Retype all of the records below word for word, leaving out the pictures.

━━━━━━

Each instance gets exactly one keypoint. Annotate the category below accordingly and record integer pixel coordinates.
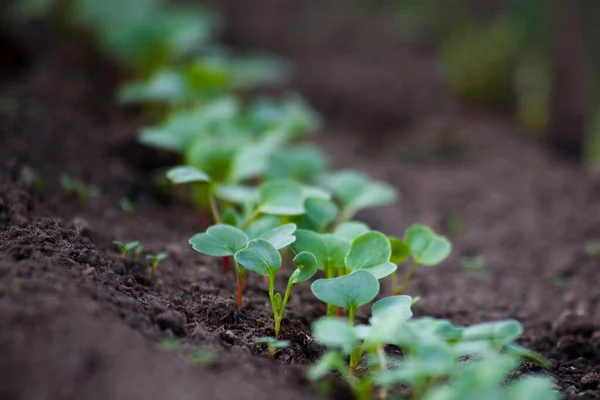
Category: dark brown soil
(77, 323)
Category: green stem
(412, 270)
(254, 215)
(213, 204)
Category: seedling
(261, 257)
(225, 241)
(356, 191)
(155, 259)
(426, 248)
(434, 353)
(273, 344)
(126, 247)
(137, 253)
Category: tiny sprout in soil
(273, 344)
(126, 247)
(155, 259)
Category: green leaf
(393, 306)
(262, 225)
(186, 174)
(319, 213)
(236, 194)
(357, 191)
(312, 242)
(351, 230)
(306, 267)
(371, 252)
(427, 247)
(260, 257)
(400, 250)
(498, 333)
(355, 289)
(219, 240)
(281, 236)
(281, 198)
(336, 333)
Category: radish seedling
(356, 191)
(155, 259)
(273, 344)
(426, 247)
(225, 241)
(126, 247)
(261, 257)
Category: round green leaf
(400, 250)
(427, 247)
(351, 230)
(281, 198)
(371, 252)
(281, 236)
(393, 306)
(260, 257)
(312, 242)
(219, 240)
(306, 267)
(355, 289)
(336, 333)
(186, 174)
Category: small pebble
(173, 320)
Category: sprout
(426, 247)
(225, 241)
(273, 344)
(126, 247)
(261, 257)
(155, 259)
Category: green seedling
(83, 192)
(356, 191)
(225, 241)
(273, 344)
(426, 248)
(351, 248)
(474, 266)
(137, 253)
(126, 247)
(434, 355)
(155, 259)
(261, 257)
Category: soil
(76, 322)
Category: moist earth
(77, 322)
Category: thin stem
(213, 204)
(254, 215)
(240, 278)
(412, 270)
(382, 366)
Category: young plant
(344, 252)
(273, 344)
(225, 241)
(357, 191)
(155, 259)
(262, 258)
(126, 247)
(426, 248)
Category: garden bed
(78, 323)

━━━━━━

* _The answer_:
Each instance gets exactly one keypoint. Annotate the category below accordingly and record integer pixel coordinates.
Category: dark brown soil
(77, 323)
Category: green stem
(412, 270)
(254, 215)
(213, 204)
Category: seedling
(261, 257)
(225, 241)
(356, 191)
(155, 259)
(426, 248)
(434, 353)
(273, 344)
(126, 247)
(137, 253)
Category: tiny sprout in soil
(273, 344)
(126, 247)
(155, 259)
Category: green leaf
(393, 306)
(262, 225)
(186, 174)
(319, 213)
(236, 194)
(357, 191)
(312, 242)
(351, 230)
(306, 267)
(371, 252)
(427, 247)
(260, 257)
(400, 250)
(498, 333)
(355, 289)
(219, 240)
(281, 236)
(281, 198)
(336, 333)
Category: radish seedling
(356, 191)
(155, 259)
(273, 344)
(426, 247)
(225, 241)
(126, 247)
(261, 257)
Category: round green leaf
(400, 250)
(427, 247)
(351, 230)
(281, 198)
(371, 252)
(281, 236)
(393, 306)
(260, 257)
(312, 242)
(219, 240)
(306, 267)
(355, 289)
(336, 333)
(186, 174)
Category: small pebble
(173, 320)
Category: sprout
(426, 247)
(225, 241)
(273, 344)
(126, 247)
(261, 257)
(155, 259)
Category: green seedling
(83, 192)
(356, 191)
(225, 241)
(273, 344)
(426, 248)
(351, 248)
(474, 266)
(137, 253)
(126, 247)
(434, 355)
(155, 259)
(261, 257)
Category: soil
(76, 322)
Category: moist earth
(77, 322)
Category: thin stem
(213, 204)
(254, 215)
(240, 278)
(412, 270)
(382, 366)
Category: young plant
(344, 252)
(273, 344)
(225, 241)
(357, 191)
(155, 259)
(262, 258)
(126, 247)
(426, 248)
Category: garden bed
(78, 323)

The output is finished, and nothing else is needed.